Your objective: Explain in one to three sentences why the writer of the essay about reading during a storm calls the rainy evening glorious.

The Book that Taught me to Hear Colours.

It was a gloriously rainy evening.

You Northern hemisphere folks might be thinking I’m crazy, but in the tropical coastal areas that I’m from, rain is a gift from the sky. For days—close on a week—the air had been sagging under its own weight, and my body had settled into the energy-reserving slow summer drag it had become accustomed to after a lifetime in this place.

But on this afternoon I had stood on my balcony and watched the steel blue clouds drift over the mountain ranges, framing the tall buildings of the city and transforming them into ominous sentries. As the low groans of thunder slithered through the city streets and jostled the bedrock under my feet, I practically skipped through the house to fetch my book and car keys. Within a few minutes, I was driving up the tallest mountain in the city, static-laden air sifting through my loose ponytail.

The dual sense of thrill and comfort that a storm brings, at least to me, is the perfect atmosphere in which to read Anthony Doerr’s bittersweet tale of human strength and human weakness—and the simple humanity that can be found when these two, often dirty, secrets of ourselves combine.

All the Light we Cannot See tells the story of a young blind Parisian girl, Marie Laure, and a German orphan-come-prodigy boy, Werner, throughout the Second World War. Their unlikely intersection comes fraught with danger, spirit, and a purity which transcends their circumstances.

Raw records:
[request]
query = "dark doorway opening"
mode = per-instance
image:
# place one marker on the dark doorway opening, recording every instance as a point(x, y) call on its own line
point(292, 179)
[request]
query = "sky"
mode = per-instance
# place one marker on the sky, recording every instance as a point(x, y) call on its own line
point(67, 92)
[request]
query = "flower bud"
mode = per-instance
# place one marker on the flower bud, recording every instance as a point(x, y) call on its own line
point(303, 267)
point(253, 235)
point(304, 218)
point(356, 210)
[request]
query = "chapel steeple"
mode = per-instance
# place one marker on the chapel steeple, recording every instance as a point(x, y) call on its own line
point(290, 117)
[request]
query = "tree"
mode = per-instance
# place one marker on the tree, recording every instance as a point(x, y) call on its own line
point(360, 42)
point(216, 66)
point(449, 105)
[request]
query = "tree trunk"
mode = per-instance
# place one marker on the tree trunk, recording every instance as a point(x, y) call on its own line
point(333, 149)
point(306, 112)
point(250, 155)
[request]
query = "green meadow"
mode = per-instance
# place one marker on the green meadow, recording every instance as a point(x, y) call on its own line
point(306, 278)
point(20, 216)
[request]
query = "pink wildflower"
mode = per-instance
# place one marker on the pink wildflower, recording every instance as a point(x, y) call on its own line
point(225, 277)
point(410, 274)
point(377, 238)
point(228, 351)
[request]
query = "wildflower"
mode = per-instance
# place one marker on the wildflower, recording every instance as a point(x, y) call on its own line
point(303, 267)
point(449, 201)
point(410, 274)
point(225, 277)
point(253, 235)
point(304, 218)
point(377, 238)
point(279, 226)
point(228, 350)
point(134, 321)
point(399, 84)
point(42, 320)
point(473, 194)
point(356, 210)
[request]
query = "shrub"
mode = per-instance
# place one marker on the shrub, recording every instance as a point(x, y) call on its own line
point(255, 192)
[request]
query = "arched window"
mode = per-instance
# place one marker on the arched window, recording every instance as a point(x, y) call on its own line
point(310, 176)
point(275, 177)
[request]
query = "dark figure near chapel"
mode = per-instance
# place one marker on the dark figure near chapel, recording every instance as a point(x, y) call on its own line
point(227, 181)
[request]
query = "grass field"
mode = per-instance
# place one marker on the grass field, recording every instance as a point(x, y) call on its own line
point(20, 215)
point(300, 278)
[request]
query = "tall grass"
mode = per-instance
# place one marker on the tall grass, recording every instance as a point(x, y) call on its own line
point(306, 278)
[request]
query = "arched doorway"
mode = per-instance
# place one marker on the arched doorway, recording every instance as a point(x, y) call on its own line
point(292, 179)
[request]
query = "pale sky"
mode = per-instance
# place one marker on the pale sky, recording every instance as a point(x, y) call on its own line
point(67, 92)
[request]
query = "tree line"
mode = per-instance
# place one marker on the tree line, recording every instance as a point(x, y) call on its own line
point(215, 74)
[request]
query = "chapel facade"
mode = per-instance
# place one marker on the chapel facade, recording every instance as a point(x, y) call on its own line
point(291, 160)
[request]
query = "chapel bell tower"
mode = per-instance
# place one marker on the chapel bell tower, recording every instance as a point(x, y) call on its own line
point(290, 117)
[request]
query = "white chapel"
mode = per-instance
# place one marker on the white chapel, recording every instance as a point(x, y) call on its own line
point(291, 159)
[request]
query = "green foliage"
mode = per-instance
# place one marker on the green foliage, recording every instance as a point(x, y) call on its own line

Solution for this problem: Where the writer comes from, in the tropical coastal areas, rain is a gift from the sky. For close on a week before that evening, the air had been sagging under its own weight, and the writer's body had settled into a slow summer drag.